WORK REQUIRED:
Each record below needs to be written out exactly as it appears.

EXERCISE INPUT:
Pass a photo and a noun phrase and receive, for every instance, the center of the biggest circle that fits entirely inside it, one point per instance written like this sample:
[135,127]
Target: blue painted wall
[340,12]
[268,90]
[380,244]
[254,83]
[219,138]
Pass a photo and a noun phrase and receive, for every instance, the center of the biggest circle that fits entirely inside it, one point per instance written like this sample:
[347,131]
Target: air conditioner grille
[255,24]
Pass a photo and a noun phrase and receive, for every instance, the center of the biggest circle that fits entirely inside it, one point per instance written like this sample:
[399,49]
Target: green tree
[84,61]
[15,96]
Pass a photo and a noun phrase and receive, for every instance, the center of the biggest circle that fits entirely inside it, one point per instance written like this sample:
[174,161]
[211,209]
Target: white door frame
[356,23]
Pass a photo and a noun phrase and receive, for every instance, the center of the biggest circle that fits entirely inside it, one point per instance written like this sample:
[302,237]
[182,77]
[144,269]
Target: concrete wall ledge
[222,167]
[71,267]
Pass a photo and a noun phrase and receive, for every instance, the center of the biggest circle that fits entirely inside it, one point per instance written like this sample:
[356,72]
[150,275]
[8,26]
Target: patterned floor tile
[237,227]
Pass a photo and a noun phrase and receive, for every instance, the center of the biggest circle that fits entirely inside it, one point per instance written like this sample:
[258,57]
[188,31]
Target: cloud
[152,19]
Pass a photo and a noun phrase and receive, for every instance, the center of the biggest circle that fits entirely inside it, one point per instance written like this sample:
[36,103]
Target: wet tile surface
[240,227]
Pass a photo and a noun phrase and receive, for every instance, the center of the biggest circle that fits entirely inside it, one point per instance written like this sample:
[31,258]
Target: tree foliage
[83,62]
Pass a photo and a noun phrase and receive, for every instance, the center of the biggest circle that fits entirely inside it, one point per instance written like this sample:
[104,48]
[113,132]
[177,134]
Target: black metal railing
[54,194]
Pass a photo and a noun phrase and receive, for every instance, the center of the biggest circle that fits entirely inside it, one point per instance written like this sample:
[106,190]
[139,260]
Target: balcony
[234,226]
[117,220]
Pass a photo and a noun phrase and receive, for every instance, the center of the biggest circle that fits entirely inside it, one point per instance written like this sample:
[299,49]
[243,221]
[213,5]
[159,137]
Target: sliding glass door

THE COMPLETED TASK:
Pass a photo and a noun phrase and receive, for every instance, the center of the biggest circle that fits entirely inside it, one point per instance written like this sample:
[135,127]
Target: blue painted wall
[340,12]
[268,90]
[380,244]
[254,83]
[219,138]
Pass a photo and a noun phrase and receive, for every instance, the center of the biggest circle that fits entirely inside it, one point per instance written like this sample:
[347,131]
Target: air conditioner grille
[255,24]
Pass a photo and a noun phrase and receive, for every instance, the center of the biggest circle that fits entirely inside it, one point per instance written like this sample:
[399,49]
Target: green tree
[84,61]
[15,96]
Pass a photo and a noun phrase and receive, for every instance, the center of the biggest circle that fits entirely inside it, one point per instance written like this sample:
[174,161]
[211,209]
Target: white door frame
[356,23]
Pass a photo and a noun phrase and receive, for every instance, the center of the biggest circle that fits entirely inside it, one point per instance written like this sample:
[302,237]
[182,77]
[144,269]
Target: concrete wall ledge
[222,167]
[71,267]
Pass a photo and a noun phrase and receive, for every instance, the center of the biggest circle that fits entirely inside it, one point per instance written like this sample:
[356,72]
[150,275]
[8,26]
Target: patterned floor tile
[237,227]
Pass a photo and a noun phrase and receive, for every instance, the center of the biggest circle that fits entirely inside it, one point per instance written like this sample:
[258,57]
[188,31]
Target: cloud
[152,19]
Pass a photo and a noun phrase and receive, for every instance, the center of the biggest circle that fits entirely inside it, one point per instance written like this sample:
[36,103]
Target: wet tile surface
[240,227]
Pass a photo and a noun phrase and receive, for every instance, the center of the biggest circle that fits entirely inside it, one point per instance written like this sample:
[31,258]
Target: tree foliage
[83,62]
Pass a photo and a noun phrase and receive, for every instance, the center of the biggest circle that fits entirely inside it, one point per instance written like this sample:
[104,48]
[113,132]
[177,134]
Target: black metal railing
[54,194]
Pass a photo and a noun phrase and receive, for every instance, the center of the biggest circle that fits entirely inside it, one point per instance written like this sample:
[106,190]
[139,260]
Target: balcony
[234,226]
[117,220]
Pass a photo and a noun phrase and receive, for every instance, the center of the biggest circle that fits entirely inside it, one point per instance written like this sample:
[299,49]
[243,221]
[213,5]
[159,137]
Target: sliding glass door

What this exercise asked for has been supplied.